§ What this task involves:
Only these lines of the data below are wanted: the one with "1103, row 669.", the one with "1209, row 19.", and any lines between them, each repeated exactly.
—————
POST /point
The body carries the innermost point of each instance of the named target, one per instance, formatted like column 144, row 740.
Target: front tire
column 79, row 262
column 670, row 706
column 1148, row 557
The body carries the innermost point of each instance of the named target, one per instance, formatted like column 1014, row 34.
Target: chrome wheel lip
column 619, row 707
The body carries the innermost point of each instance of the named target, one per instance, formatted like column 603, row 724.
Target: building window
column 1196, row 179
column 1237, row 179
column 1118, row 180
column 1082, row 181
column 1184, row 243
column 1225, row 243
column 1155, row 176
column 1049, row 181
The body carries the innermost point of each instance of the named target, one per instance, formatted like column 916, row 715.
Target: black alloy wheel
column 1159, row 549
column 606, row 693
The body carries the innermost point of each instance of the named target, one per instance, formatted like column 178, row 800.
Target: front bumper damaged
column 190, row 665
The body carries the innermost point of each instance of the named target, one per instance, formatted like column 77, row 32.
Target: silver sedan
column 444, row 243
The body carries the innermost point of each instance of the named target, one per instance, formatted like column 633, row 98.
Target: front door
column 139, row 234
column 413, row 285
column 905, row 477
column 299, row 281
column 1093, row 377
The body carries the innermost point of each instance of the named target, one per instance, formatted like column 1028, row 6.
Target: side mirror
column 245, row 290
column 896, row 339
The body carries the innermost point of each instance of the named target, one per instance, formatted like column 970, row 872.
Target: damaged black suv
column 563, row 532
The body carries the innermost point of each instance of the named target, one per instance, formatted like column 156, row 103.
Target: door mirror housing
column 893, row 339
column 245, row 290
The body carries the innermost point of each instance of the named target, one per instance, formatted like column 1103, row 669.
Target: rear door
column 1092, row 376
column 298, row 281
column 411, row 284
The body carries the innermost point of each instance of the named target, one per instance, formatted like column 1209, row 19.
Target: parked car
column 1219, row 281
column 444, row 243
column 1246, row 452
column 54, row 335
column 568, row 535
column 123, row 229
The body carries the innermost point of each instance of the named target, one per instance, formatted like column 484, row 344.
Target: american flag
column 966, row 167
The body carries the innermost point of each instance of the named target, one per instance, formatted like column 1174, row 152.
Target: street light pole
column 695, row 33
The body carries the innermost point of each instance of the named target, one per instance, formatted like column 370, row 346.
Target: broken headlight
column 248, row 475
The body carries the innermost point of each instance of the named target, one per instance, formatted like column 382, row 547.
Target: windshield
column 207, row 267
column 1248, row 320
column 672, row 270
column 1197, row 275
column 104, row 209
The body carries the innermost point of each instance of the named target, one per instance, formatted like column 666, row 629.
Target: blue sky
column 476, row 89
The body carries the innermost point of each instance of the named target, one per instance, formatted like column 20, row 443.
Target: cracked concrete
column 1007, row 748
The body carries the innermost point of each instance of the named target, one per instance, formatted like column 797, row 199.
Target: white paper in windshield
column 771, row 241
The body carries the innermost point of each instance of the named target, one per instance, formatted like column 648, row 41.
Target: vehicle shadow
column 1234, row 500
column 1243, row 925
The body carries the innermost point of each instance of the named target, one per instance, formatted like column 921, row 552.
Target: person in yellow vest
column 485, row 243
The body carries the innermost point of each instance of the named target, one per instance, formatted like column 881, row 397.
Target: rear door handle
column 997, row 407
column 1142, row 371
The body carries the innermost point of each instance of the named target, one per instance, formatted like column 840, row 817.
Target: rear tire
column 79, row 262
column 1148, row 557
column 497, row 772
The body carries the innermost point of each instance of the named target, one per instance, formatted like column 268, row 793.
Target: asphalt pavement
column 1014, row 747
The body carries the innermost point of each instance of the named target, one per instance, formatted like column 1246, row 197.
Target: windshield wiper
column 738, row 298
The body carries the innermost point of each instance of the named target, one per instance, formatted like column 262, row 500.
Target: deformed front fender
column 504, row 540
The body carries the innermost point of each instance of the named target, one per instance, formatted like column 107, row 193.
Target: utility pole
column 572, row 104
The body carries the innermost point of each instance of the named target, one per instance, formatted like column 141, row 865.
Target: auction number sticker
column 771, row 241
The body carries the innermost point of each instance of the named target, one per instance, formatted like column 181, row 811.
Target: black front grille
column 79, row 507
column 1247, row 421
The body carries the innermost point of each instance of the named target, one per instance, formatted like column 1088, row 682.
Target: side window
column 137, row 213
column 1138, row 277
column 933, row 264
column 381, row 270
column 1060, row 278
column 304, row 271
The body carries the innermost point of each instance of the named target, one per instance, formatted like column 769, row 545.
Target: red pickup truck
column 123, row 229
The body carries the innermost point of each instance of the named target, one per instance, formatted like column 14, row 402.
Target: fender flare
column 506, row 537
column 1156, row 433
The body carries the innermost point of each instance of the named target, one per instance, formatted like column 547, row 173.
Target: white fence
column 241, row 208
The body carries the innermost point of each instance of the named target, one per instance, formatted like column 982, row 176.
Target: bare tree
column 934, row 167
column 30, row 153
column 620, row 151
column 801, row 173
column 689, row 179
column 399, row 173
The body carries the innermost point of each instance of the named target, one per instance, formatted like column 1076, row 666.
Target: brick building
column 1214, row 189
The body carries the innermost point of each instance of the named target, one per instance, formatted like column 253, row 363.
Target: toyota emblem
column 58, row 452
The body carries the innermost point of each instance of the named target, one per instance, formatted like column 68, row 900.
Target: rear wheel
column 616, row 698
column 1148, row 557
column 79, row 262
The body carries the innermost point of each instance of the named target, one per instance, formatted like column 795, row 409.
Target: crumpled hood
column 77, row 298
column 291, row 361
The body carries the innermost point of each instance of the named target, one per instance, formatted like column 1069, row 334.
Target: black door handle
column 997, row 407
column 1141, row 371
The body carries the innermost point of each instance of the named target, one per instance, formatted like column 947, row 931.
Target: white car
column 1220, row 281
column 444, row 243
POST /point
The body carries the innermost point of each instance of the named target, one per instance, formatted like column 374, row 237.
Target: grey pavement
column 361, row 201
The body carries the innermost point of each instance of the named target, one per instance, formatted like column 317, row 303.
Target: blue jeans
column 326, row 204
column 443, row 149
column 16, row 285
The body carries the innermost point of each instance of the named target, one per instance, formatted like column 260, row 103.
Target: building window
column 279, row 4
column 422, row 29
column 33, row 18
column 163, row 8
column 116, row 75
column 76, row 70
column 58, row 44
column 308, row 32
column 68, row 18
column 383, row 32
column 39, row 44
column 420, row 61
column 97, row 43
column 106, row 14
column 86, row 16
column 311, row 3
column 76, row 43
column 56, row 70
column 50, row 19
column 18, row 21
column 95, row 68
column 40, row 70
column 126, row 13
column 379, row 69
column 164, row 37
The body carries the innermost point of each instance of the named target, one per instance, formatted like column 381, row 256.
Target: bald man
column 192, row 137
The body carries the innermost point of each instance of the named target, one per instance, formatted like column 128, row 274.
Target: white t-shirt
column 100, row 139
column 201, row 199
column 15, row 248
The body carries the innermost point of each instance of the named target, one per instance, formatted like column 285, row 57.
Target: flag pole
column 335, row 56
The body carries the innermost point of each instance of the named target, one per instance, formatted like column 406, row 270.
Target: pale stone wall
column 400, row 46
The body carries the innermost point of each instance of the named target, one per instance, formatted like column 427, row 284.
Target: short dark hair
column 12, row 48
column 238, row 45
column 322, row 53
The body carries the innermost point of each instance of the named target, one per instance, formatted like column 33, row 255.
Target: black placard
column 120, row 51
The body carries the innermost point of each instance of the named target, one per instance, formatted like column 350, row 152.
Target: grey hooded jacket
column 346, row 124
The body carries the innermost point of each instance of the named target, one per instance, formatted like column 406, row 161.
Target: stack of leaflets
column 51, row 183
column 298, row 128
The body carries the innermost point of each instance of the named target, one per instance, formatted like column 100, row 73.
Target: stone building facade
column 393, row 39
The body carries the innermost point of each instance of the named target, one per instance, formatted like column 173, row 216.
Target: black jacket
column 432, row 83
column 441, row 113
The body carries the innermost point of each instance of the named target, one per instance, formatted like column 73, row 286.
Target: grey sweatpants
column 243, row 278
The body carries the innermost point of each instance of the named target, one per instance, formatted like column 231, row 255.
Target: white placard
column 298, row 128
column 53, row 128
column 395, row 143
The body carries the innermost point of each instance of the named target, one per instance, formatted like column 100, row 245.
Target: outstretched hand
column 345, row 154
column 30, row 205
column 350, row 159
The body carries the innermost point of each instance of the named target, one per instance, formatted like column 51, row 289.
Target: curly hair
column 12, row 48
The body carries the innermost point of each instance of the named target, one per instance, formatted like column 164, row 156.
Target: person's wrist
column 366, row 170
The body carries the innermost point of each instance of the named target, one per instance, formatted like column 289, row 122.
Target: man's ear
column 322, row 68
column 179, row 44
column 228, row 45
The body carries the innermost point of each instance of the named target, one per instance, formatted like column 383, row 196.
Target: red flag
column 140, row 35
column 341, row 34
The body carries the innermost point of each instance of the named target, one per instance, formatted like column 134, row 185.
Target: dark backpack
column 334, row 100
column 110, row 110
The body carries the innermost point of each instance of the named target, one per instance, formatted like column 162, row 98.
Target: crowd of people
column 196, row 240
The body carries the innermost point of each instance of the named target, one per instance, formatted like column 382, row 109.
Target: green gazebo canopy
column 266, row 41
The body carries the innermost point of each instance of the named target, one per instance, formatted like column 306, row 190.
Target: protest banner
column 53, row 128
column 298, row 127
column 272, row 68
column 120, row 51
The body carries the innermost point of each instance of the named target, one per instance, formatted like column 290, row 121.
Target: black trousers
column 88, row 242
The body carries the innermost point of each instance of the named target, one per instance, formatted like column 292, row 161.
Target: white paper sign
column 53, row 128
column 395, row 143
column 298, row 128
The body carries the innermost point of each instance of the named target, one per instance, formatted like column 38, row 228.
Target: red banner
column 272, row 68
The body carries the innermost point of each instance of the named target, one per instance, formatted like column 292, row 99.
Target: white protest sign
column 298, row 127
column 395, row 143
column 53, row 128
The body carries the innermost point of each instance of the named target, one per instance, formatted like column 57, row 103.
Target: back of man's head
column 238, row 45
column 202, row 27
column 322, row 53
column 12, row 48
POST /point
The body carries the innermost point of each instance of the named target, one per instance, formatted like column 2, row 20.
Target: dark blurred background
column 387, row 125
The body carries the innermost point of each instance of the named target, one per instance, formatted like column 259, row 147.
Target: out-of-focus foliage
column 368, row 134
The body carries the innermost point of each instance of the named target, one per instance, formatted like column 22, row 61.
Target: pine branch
—————
§ Result below:
The body carries the innermost point of each instance of the named target, one per instance, formatted like column 1103, row 669.
Target: rear door
column 1092, row 376
column 298, row 281
column 411, row 284
The body carries the innermost point of each instance of the named target, one per instance, formatted like column 1209, row 19.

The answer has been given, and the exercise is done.